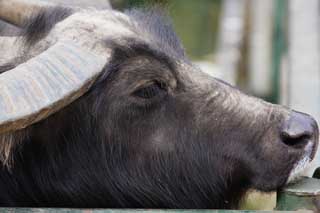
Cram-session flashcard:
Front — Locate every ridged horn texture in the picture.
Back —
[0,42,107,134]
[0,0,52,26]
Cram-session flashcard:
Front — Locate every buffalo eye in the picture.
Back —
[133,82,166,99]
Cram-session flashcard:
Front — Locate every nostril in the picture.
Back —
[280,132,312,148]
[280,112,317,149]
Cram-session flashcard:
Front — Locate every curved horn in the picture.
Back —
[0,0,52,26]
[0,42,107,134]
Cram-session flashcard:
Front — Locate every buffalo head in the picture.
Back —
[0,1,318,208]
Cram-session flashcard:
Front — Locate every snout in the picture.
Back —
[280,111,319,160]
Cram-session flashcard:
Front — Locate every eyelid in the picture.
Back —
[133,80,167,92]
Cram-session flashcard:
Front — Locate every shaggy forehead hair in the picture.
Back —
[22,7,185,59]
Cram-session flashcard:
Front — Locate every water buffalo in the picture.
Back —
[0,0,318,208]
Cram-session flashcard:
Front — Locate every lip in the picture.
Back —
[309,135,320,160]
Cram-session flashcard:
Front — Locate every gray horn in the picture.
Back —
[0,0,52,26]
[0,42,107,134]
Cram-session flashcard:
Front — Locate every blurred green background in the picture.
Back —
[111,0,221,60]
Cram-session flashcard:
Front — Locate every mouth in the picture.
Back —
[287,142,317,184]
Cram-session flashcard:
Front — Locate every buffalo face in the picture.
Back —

==

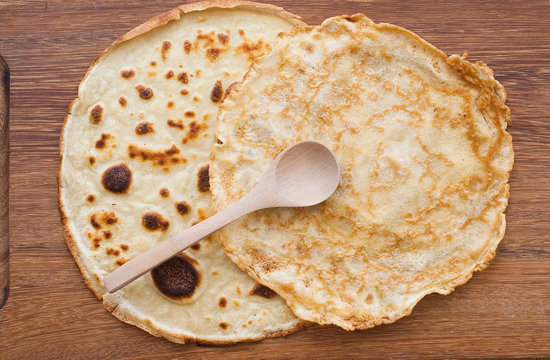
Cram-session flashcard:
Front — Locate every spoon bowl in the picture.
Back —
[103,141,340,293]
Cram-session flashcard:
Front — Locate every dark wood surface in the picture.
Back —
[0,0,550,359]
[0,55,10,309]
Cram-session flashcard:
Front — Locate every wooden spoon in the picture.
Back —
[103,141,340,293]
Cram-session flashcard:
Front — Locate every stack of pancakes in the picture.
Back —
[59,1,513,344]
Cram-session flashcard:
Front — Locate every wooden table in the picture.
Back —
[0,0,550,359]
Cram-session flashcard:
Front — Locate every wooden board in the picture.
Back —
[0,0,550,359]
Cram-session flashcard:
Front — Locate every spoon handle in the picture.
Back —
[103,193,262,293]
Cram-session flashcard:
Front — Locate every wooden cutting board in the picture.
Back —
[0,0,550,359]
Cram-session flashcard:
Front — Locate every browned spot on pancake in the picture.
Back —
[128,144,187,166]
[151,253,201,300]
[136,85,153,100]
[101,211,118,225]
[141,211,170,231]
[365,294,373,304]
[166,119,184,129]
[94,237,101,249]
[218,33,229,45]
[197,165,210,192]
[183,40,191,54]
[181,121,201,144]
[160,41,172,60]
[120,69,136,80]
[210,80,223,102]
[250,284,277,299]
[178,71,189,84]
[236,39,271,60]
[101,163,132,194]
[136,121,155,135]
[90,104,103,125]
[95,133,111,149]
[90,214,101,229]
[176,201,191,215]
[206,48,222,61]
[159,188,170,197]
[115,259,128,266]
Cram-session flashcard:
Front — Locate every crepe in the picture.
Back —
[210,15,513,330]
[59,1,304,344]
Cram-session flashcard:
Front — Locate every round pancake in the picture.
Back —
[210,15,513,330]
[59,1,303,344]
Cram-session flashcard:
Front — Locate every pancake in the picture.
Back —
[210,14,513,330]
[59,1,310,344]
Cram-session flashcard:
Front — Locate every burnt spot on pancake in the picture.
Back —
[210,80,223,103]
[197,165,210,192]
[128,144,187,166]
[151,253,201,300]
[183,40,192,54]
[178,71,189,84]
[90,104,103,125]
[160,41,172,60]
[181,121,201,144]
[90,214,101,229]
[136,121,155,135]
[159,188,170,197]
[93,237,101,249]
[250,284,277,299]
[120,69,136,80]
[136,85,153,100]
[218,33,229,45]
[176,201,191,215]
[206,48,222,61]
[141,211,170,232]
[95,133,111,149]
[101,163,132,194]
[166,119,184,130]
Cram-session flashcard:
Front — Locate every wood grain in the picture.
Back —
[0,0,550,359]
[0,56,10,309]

**Given instruction**
Filter the lines above, keeping every one that contains the string "spot", and copy each kept line. Matching is case-sensitive.

**Result of this task**
Front — Locate every browned spot on pancake in the picture.
Front — Locate every burnt spot on pancake in the picture.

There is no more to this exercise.